Work order:
Your task is to count the lines of the records that contain "short". Answer with the number and nothing else.

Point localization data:
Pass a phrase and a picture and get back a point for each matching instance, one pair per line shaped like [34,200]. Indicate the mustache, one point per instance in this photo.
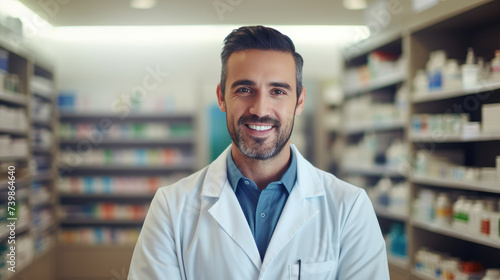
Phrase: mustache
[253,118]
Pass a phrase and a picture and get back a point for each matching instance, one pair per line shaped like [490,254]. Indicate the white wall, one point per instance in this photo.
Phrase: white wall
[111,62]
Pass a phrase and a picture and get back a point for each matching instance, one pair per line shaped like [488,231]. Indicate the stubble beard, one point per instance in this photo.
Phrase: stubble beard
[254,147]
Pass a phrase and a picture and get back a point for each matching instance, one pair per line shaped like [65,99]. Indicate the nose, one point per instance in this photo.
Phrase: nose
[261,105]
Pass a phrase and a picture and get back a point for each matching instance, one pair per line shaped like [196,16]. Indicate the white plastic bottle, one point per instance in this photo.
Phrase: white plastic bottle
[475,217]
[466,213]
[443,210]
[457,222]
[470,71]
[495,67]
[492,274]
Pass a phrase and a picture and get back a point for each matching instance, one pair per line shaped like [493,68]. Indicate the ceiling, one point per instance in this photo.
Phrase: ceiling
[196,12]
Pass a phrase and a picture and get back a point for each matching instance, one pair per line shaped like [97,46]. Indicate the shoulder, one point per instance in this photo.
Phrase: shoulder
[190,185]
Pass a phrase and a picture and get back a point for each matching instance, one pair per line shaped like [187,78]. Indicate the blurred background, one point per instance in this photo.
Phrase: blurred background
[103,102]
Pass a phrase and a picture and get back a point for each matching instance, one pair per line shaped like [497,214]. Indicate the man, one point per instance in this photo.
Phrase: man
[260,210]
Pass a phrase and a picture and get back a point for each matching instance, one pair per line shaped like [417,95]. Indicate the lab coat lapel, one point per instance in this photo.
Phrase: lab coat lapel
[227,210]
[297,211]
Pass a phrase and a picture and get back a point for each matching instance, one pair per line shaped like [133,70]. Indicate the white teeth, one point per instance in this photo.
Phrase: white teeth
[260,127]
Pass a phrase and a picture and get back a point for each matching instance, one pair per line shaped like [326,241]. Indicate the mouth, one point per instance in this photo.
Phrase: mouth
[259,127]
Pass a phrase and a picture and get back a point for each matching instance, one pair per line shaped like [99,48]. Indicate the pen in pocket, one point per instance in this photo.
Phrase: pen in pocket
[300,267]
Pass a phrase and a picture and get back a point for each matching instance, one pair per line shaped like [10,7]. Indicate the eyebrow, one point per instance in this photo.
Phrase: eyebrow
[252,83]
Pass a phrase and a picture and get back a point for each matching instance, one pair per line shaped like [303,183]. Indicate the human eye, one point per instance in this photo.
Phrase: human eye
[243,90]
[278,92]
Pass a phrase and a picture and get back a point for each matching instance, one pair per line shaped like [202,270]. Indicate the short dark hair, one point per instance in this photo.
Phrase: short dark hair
* * *
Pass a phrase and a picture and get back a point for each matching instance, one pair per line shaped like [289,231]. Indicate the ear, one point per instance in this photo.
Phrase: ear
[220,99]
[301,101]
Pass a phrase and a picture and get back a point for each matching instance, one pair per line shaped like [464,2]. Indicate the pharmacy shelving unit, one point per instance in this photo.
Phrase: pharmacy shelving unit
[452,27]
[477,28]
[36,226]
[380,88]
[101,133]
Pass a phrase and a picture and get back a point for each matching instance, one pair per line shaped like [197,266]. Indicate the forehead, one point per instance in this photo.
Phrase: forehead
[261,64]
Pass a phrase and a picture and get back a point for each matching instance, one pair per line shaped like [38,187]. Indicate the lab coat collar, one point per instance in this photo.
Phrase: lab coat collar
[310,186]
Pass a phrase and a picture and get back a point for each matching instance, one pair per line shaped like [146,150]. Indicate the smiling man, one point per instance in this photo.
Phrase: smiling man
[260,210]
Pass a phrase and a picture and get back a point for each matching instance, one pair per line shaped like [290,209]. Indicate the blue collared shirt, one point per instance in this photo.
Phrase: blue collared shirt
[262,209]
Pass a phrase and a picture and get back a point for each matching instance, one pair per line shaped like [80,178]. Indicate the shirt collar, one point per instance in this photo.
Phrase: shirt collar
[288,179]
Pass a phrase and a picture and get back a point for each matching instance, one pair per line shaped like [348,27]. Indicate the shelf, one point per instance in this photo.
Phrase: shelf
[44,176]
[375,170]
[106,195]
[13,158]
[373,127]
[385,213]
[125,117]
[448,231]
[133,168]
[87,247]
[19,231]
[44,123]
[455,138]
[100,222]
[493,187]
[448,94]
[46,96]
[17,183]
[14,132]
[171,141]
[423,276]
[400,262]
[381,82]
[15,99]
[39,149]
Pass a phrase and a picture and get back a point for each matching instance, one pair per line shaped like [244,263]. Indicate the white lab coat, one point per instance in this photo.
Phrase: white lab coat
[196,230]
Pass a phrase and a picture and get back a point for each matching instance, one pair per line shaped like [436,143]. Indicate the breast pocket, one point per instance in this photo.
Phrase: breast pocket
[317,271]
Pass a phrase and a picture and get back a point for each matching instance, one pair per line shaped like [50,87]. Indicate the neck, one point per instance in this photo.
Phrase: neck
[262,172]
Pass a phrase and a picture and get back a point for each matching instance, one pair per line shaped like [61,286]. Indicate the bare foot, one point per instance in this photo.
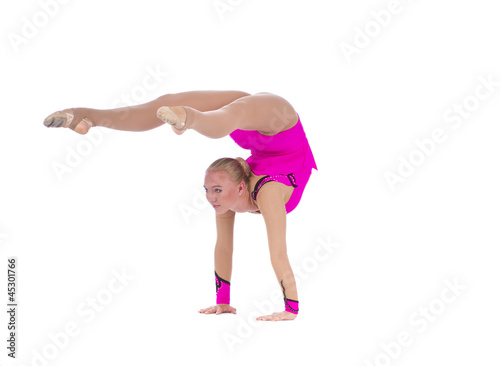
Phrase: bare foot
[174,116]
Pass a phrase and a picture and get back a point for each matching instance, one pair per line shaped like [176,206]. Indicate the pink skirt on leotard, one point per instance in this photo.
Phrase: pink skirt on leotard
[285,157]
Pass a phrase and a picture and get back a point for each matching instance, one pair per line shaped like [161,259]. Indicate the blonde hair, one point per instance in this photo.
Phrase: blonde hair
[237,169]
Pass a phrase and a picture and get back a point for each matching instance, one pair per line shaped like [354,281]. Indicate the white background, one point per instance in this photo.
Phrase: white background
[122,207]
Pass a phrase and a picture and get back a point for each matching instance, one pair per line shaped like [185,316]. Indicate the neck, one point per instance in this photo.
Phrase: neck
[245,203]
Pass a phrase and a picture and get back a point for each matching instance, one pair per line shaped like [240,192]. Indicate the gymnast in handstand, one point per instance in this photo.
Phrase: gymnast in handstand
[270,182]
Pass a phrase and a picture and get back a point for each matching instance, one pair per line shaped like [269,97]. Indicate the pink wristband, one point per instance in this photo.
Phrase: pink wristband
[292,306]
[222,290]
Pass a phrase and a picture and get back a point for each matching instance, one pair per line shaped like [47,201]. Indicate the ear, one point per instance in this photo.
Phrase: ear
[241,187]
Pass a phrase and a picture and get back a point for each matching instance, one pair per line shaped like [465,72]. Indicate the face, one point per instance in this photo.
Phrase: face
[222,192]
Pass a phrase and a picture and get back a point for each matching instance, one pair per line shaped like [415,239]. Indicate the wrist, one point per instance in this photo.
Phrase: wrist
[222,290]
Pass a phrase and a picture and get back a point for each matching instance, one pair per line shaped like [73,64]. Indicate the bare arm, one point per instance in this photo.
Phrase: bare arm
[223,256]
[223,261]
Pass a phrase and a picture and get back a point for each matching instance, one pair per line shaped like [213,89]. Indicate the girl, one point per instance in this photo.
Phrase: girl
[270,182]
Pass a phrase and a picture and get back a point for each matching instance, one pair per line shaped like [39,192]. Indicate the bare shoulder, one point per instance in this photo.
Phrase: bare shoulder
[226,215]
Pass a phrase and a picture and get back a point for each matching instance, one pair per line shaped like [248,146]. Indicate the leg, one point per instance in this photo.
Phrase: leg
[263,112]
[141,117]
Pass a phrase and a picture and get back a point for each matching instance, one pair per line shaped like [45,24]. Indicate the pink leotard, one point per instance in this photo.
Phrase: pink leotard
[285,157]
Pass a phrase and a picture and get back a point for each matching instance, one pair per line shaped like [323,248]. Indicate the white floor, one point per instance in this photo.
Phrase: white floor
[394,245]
---
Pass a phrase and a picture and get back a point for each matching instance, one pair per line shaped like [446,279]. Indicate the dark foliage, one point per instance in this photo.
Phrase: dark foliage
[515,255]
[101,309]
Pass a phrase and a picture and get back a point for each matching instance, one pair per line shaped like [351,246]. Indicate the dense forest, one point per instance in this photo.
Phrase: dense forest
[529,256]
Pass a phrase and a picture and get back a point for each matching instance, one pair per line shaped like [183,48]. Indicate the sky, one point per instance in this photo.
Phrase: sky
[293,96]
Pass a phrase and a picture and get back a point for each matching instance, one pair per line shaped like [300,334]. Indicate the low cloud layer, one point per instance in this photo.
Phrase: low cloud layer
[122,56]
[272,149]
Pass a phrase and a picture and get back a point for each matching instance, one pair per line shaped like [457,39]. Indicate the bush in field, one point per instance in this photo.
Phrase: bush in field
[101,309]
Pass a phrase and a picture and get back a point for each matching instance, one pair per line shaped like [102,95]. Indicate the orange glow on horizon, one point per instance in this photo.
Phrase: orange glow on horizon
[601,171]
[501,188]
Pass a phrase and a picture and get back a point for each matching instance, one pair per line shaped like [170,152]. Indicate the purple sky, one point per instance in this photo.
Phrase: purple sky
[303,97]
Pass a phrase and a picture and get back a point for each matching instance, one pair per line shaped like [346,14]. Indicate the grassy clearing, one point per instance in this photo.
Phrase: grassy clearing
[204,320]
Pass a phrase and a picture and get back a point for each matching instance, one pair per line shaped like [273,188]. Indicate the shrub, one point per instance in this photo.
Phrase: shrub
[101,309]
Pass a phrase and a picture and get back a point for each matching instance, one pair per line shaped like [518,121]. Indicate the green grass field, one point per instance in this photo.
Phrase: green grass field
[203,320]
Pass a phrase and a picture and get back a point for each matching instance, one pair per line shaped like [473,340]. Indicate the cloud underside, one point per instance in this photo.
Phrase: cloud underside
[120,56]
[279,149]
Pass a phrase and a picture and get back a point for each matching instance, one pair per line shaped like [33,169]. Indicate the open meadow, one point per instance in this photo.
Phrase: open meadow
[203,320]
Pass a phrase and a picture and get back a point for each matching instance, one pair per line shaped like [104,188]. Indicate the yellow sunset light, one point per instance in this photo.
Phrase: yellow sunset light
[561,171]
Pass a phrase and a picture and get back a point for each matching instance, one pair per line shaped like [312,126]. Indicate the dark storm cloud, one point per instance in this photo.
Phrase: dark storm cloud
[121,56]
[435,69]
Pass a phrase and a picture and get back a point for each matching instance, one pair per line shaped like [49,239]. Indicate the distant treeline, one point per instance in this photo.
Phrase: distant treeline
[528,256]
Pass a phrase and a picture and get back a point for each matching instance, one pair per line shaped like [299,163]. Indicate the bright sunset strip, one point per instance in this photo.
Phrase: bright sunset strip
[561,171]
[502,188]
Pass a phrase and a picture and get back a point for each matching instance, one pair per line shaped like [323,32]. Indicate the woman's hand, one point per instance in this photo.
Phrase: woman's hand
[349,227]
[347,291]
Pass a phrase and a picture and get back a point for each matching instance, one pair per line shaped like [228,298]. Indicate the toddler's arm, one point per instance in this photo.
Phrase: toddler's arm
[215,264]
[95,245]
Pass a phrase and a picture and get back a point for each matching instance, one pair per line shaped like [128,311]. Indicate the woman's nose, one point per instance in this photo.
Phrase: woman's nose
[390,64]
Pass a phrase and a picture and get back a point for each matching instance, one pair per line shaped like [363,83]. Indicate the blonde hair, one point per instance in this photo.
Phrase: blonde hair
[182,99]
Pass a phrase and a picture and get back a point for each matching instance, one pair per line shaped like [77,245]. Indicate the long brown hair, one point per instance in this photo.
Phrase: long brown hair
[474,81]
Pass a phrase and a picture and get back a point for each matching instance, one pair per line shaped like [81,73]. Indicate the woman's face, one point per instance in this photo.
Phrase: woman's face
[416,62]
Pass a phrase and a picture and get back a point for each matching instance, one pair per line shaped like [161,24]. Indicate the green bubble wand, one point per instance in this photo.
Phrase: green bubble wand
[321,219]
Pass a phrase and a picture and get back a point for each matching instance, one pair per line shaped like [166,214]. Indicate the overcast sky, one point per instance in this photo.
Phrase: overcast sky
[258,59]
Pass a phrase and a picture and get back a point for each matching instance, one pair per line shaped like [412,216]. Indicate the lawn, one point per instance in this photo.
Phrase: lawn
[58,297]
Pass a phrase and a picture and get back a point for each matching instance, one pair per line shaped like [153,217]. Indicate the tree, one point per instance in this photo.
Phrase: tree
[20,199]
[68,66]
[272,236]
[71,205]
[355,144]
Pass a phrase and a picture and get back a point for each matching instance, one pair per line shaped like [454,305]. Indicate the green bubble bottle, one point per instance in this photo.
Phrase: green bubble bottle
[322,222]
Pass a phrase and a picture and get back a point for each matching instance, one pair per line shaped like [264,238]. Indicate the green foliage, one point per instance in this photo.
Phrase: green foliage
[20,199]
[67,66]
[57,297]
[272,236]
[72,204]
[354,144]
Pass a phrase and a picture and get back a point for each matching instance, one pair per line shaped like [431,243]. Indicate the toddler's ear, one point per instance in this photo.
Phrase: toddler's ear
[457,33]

Answer box:
2